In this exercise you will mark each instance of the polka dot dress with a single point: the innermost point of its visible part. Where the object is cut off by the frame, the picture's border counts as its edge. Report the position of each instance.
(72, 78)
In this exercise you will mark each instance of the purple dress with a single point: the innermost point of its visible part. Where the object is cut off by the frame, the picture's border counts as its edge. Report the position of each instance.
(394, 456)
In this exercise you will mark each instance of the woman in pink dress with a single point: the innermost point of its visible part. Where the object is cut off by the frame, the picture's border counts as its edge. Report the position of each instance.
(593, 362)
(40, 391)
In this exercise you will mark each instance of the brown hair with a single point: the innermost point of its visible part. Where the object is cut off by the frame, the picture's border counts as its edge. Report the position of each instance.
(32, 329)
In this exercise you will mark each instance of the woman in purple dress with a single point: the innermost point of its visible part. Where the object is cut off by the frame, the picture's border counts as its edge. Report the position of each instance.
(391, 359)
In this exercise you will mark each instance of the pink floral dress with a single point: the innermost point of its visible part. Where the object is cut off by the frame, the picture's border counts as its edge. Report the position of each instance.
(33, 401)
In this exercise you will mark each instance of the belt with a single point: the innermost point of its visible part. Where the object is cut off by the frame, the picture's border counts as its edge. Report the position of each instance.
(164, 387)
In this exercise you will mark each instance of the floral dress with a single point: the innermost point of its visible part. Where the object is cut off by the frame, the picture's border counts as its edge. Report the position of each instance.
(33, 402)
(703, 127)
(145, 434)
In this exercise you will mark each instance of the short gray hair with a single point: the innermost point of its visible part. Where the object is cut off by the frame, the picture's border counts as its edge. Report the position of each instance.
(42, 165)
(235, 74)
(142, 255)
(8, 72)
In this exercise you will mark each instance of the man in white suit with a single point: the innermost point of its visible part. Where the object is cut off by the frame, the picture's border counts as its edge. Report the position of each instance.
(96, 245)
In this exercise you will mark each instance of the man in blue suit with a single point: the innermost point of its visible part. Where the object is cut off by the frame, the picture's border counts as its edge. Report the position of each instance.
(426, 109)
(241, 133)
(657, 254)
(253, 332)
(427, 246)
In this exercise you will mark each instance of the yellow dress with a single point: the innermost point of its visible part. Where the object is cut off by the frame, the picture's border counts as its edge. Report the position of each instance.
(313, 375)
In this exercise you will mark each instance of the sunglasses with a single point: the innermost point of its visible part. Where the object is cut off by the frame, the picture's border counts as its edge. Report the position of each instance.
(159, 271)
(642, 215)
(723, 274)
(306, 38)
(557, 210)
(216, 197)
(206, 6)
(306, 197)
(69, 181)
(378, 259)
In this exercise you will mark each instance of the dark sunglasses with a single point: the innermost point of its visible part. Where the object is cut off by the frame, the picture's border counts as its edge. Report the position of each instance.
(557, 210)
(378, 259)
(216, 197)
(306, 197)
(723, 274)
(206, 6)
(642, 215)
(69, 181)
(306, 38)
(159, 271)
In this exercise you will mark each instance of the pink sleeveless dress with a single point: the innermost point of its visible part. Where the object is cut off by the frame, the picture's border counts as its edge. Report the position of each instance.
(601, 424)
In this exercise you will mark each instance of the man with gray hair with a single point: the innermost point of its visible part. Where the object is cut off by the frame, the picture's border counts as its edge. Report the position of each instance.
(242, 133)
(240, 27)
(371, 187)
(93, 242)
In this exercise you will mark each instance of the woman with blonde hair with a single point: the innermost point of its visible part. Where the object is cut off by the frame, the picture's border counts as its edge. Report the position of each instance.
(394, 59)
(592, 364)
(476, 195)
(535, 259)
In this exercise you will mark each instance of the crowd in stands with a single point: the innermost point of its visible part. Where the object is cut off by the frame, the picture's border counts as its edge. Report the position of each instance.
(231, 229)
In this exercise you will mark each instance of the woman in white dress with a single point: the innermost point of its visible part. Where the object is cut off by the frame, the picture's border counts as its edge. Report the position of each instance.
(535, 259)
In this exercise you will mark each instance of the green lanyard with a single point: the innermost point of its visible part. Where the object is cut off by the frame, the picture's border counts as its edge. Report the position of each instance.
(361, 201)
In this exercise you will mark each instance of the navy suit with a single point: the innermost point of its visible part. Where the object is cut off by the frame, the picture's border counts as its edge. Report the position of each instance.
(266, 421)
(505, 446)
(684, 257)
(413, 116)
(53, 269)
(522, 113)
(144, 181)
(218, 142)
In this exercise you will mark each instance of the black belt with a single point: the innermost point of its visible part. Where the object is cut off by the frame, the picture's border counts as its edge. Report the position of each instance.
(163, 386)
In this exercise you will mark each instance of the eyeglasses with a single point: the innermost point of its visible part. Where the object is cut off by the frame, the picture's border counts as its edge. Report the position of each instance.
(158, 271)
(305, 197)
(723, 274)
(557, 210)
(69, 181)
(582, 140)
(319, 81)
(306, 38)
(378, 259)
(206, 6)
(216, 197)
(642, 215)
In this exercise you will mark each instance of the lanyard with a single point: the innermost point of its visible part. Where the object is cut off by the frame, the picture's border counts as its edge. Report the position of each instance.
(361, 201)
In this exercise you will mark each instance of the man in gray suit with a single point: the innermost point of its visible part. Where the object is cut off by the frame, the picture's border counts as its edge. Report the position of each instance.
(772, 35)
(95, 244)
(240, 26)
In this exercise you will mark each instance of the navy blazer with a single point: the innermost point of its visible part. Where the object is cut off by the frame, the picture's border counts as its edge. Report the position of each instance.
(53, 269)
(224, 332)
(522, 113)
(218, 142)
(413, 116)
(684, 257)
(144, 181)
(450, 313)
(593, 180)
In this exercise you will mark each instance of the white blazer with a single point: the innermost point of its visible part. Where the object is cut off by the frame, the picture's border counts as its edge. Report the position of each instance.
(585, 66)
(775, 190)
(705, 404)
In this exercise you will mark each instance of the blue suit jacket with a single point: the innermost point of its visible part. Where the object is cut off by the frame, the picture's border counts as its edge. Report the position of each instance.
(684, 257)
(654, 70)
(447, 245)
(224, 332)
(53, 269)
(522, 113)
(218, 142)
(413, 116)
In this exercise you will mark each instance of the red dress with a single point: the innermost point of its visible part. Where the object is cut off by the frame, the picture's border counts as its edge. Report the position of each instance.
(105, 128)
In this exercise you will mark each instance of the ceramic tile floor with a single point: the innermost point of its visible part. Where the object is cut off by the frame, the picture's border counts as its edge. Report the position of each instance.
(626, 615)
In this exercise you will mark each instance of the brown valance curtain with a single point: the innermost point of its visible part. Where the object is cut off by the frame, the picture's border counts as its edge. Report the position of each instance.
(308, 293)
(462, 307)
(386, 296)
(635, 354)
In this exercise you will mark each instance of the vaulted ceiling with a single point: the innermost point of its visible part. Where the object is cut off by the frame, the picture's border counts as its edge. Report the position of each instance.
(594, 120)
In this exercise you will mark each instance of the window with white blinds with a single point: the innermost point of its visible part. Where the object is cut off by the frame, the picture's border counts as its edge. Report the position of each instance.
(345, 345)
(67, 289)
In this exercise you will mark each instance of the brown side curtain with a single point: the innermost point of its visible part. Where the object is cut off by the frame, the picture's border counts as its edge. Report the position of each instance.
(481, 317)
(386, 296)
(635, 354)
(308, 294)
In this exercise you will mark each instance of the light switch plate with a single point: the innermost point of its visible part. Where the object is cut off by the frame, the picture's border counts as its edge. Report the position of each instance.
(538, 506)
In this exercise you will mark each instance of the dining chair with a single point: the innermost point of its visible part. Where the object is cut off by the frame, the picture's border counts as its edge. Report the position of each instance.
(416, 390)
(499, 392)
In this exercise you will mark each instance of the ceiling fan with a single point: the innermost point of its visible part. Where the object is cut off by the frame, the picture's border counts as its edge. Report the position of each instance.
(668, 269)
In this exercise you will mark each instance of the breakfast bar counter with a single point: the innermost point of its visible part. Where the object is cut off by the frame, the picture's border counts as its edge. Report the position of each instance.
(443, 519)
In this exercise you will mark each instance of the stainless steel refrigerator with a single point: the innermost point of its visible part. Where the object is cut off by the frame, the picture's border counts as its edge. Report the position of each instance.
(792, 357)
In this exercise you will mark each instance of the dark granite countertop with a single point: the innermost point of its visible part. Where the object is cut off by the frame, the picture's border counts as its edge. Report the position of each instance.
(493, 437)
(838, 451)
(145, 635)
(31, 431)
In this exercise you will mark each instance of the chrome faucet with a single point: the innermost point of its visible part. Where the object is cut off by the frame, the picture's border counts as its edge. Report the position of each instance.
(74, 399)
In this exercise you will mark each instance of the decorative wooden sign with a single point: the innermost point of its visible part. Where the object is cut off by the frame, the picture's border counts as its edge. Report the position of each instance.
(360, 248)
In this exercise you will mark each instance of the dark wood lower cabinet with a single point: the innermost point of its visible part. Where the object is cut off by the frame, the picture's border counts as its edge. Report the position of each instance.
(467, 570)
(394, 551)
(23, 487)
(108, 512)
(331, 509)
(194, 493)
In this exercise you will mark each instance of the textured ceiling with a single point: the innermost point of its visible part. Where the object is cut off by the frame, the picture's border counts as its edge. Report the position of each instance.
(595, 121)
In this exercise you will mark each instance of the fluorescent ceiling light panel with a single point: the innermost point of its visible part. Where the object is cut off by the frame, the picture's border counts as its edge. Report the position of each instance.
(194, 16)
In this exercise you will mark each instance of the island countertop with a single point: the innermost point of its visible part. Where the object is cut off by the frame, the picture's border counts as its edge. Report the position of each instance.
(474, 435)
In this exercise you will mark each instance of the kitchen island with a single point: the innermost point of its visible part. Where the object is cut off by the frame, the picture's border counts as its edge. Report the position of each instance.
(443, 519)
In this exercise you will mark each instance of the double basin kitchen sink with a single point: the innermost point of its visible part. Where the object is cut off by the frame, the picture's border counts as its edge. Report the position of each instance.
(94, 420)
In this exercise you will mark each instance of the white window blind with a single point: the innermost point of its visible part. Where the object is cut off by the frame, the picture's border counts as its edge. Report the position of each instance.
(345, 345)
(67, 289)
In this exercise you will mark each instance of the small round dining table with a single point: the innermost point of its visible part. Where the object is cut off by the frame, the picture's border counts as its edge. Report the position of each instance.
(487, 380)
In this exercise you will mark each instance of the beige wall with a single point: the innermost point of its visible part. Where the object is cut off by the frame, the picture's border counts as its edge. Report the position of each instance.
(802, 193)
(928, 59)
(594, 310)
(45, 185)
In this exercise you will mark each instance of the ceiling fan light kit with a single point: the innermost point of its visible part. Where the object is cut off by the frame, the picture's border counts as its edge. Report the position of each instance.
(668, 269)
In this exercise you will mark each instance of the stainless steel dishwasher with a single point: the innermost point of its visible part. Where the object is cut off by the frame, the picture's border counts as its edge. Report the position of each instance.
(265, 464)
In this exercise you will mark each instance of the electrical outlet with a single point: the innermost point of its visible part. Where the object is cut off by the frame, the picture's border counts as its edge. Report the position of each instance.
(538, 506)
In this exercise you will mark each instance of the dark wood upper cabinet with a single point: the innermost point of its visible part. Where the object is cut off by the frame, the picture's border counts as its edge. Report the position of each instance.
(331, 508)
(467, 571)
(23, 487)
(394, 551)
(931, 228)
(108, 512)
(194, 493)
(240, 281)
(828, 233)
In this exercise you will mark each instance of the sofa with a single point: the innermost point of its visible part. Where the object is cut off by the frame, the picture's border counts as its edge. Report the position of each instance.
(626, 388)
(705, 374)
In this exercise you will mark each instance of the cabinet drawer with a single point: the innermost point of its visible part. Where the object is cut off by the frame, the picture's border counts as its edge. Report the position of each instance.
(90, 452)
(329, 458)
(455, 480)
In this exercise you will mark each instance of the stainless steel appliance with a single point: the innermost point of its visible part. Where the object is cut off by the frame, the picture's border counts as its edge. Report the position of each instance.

* **Aim of the exercise**
Quote verbatim the line containing "In this exercise you will mark each instance of the cabinet" and every line after it through the end of the records above.

* **Reply to the exercise**
In this exercise you will mark each instance of the cabinet drawer with a single point: the innermost point of its visible part. Where the object is cut off by the frame, the picture's border counts as its edge. Report the position of each instance.
(90, 452)
(329, 458)
(455, 480)
In this exercise you will mark each instance of the stainless steel appliance with a single point: the innermost point of its visible part. Where the object is cut off by the frame, the picture's border counts as its edge. Report the position of each instance.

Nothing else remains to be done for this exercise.